Work required → The following data is to be repeated exactly, its pictures excluded.

Data →
——

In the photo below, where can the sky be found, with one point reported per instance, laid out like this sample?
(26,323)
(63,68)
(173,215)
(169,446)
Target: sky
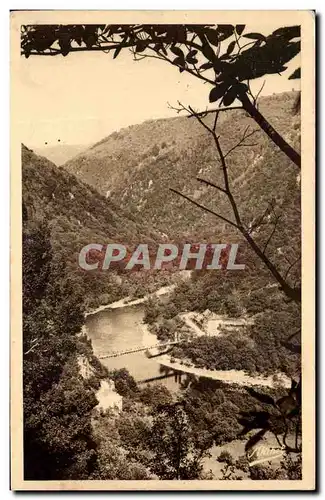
(82,98)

——

Problem solution →
In the photo below, where can the sky be found, with one point reported per instance, laid out like this sample?
(26,323)
(63,68)
(173,215)
(169,446)
Target: sky
(82,98)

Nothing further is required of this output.